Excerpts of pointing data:
* START *
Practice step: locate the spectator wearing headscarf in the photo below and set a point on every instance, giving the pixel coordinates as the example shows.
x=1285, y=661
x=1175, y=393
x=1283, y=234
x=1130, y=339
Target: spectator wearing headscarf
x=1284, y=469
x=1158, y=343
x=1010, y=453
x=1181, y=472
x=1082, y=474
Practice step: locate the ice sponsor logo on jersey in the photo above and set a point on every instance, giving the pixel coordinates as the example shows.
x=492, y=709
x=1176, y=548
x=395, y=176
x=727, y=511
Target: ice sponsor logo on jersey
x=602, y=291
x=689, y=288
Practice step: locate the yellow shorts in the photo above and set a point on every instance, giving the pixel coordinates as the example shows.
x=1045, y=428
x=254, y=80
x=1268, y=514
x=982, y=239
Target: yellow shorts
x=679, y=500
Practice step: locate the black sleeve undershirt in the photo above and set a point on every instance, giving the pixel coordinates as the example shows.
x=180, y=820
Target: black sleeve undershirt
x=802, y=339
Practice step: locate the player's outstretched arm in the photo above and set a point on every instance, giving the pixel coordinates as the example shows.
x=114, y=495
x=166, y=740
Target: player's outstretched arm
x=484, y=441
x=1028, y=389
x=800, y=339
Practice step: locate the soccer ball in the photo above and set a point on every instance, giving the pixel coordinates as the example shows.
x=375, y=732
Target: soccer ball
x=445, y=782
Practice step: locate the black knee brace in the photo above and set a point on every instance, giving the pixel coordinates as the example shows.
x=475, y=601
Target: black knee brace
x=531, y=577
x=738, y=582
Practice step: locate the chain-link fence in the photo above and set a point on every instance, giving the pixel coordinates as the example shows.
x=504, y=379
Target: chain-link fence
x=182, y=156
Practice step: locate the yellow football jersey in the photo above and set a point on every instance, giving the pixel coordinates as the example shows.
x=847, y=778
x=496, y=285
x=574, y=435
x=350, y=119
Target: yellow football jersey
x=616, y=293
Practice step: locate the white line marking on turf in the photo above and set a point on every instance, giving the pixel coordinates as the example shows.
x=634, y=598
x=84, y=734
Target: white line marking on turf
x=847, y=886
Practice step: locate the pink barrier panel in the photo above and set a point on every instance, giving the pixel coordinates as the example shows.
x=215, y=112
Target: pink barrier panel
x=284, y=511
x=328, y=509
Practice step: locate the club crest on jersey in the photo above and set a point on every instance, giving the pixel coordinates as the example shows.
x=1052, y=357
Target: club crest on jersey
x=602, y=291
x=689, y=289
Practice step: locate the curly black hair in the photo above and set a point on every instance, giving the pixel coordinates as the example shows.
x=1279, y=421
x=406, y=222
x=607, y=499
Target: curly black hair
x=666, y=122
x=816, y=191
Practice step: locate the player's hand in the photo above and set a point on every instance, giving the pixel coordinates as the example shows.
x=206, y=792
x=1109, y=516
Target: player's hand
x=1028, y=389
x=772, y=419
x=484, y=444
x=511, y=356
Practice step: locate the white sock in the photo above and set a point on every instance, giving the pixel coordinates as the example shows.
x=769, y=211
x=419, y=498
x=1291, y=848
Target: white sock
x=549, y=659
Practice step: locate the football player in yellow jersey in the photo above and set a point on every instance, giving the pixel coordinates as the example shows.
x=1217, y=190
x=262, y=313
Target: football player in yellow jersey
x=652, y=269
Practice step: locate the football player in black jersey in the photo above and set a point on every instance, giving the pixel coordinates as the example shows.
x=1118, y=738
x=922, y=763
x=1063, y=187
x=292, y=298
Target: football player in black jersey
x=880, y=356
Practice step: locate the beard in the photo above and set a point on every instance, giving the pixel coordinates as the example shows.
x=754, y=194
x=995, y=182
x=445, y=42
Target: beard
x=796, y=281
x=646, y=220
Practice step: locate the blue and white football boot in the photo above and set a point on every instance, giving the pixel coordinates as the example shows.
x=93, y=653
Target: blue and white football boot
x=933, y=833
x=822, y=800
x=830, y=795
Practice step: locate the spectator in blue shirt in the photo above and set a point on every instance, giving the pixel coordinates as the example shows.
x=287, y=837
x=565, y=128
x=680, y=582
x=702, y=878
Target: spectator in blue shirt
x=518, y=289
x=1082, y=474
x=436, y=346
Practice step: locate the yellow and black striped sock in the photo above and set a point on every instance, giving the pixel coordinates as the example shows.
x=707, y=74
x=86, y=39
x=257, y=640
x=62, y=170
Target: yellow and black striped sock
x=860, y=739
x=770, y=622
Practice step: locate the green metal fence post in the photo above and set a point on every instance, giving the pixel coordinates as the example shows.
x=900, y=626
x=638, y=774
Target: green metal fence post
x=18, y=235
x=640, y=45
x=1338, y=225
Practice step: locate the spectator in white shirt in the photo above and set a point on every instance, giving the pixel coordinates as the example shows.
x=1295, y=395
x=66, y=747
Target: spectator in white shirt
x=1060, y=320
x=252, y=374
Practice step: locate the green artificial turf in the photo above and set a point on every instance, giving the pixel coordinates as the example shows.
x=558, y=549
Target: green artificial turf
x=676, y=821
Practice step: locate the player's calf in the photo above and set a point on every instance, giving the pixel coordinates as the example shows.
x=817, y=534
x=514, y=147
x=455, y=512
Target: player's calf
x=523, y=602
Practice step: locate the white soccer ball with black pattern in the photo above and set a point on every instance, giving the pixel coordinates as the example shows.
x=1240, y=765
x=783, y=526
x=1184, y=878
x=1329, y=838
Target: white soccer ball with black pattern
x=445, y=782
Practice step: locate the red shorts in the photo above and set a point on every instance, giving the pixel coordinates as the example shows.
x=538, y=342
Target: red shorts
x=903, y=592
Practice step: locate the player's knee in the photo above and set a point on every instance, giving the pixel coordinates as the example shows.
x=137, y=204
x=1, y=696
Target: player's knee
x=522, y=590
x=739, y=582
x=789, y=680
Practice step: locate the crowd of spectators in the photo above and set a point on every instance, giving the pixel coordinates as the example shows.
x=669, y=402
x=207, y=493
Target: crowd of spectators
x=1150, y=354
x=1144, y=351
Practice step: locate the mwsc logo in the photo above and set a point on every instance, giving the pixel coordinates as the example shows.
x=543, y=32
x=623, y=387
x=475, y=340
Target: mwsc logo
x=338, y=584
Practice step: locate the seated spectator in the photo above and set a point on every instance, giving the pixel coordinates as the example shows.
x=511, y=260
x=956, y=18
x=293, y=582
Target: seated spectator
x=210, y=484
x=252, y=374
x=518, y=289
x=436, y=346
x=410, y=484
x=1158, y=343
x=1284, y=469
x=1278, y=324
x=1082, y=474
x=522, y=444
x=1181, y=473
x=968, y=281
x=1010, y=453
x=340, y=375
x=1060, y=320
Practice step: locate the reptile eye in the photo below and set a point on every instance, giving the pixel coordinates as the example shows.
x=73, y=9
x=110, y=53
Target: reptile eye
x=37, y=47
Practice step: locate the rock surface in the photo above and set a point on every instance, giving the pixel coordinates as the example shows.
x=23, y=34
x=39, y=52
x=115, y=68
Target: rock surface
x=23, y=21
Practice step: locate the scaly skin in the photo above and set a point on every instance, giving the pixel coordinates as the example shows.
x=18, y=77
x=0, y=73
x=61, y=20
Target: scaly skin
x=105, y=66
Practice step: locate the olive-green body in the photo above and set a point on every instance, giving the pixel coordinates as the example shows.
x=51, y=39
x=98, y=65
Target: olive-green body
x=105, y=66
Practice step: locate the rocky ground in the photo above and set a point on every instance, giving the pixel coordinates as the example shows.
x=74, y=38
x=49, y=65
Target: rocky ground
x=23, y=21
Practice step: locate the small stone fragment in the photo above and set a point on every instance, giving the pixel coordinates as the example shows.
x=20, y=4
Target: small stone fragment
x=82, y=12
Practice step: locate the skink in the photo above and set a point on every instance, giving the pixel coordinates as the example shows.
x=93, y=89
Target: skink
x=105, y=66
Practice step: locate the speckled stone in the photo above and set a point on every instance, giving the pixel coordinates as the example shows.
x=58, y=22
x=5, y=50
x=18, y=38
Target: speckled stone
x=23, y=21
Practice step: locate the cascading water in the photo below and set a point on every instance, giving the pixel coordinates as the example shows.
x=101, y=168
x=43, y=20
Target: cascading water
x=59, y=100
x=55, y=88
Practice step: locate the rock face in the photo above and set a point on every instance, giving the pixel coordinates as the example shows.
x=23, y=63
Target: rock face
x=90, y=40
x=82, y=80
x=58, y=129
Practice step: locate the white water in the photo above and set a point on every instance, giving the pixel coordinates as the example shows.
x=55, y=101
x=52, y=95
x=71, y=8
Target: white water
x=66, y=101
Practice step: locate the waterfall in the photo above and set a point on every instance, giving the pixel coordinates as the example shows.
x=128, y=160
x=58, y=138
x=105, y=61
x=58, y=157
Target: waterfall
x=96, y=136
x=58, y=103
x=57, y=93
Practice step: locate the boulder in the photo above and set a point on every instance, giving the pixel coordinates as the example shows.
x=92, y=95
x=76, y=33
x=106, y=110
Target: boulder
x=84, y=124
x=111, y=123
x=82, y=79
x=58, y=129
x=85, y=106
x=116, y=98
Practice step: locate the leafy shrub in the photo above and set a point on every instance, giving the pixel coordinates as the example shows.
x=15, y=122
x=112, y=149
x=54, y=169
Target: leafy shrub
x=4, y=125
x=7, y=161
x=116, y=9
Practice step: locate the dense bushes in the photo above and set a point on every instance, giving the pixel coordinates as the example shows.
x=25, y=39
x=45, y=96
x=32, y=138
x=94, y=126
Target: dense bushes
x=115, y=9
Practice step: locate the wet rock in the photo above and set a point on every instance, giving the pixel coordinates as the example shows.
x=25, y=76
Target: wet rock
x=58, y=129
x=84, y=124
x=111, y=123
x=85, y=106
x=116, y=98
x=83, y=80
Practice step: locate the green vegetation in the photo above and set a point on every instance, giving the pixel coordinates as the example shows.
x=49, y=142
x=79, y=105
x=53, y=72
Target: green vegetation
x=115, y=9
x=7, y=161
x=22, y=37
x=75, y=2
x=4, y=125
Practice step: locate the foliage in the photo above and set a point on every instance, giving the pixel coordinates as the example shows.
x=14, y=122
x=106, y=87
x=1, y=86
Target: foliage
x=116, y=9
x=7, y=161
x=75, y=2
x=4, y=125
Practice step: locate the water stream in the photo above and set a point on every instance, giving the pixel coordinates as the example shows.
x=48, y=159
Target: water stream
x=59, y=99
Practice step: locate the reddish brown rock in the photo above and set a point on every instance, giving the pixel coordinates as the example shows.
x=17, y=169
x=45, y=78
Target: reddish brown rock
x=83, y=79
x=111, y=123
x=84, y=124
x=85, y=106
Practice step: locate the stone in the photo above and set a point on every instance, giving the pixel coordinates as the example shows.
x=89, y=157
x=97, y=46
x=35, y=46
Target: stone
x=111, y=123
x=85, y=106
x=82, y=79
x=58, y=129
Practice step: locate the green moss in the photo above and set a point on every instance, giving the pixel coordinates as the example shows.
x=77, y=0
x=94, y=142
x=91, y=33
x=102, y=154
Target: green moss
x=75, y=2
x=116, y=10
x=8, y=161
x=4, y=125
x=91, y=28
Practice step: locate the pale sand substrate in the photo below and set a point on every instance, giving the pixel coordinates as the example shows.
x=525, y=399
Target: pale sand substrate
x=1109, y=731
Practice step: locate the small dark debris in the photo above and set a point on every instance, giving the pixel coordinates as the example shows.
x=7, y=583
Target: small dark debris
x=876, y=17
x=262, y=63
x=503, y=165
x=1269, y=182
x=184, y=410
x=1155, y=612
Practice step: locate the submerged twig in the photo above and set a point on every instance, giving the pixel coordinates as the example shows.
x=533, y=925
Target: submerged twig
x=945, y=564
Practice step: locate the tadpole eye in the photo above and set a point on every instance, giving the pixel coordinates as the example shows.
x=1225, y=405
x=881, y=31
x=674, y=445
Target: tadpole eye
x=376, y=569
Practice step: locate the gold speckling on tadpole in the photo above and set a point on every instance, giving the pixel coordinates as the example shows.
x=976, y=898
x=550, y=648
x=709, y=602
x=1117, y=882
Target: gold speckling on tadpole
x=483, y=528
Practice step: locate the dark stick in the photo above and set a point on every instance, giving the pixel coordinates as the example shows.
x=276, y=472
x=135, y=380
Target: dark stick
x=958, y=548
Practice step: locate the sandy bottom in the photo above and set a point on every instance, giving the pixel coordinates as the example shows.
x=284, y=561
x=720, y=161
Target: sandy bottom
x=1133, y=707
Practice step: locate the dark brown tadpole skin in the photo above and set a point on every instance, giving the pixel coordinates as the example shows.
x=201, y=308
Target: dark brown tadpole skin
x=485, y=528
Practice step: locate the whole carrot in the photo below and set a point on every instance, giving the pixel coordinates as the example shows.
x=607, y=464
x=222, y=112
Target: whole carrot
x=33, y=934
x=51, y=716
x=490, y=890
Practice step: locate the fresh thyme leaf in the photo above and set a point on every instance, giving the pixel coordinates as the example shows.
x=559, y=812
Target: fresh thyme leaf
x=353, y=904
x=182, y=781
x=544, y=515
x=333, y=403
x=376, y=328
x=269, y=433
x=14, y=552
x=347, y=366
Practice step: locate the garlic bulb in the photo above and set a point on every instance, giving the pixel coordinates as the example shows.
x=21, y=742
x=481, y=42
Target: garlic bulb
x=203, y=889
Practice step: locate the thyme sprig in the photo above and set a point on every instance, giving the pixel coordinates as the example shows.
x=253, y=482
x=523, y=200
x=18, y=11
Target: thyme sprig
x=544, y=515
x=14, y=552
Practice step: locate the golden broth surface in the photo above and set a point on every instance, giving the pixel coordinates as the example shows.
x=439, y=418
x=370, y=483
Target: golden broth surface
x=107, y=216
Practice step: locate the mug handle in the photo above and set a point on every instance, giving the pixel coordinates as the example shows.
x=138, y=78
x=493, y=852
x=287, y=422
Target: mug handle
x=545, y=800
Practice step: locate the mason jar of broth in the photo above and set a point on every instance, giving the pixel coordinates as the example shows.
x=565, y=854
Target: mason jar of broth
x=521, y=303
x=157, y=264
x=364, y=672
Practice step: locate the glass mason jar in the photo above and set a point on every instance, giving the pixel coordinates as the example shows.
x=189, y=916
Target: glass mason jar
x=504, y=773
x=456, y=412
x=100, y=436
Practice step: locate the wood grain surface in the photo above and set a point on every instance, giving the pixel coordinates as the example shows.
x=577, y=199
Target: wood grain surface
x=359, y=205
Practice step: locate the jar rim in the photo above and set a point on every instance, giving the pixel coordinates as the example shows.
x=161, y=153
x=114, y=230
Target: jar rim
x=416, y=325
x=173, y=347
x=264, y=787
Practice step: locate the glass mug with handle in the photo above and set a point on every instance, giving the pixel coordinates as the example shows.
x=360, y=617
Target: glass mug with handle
* END *
JOB: Retype exactly the lines from the one containing "Practice step: locate the mason" through the last line of the records above, including both.

RESULT:
Practice step: locate the mason jar of broth in the photo above and set a point on every instance, giving the pixel coordinates as the example shows.
x=565, y=854
Target: mason jar of broth
x=521, y=303
x=157, y=264
x=364, y=672
Practice step: locate the glass mason jar in the photo above and set a point on every instance, giving the pixel coordinates as the example shows.
x=189, y=916
Target: glass mason jar
x=504, y=773
x=456, y=412
x=100, y=436
Practice step: locate the wood grain surface in the photo above and set a point on every instance, giving the pixel coordinates as the example shows.
x=577, y=199
Target: wood grain surface
x=359, y=205
Practice step: locate the jar rim in the photo above and set a point on every instance, giving the pixel coordinates as the example shows.
x=161, y=153
x=114, y=230
Target: jar rim
x=416, y=325
x=173, y=347
x=264, y=787
Practice step: locate the glass mug with handle in the photo above and set a point on every instance, giving the pixel coordinates as the example shows.
x=360, y=617
Target: glass mug with handle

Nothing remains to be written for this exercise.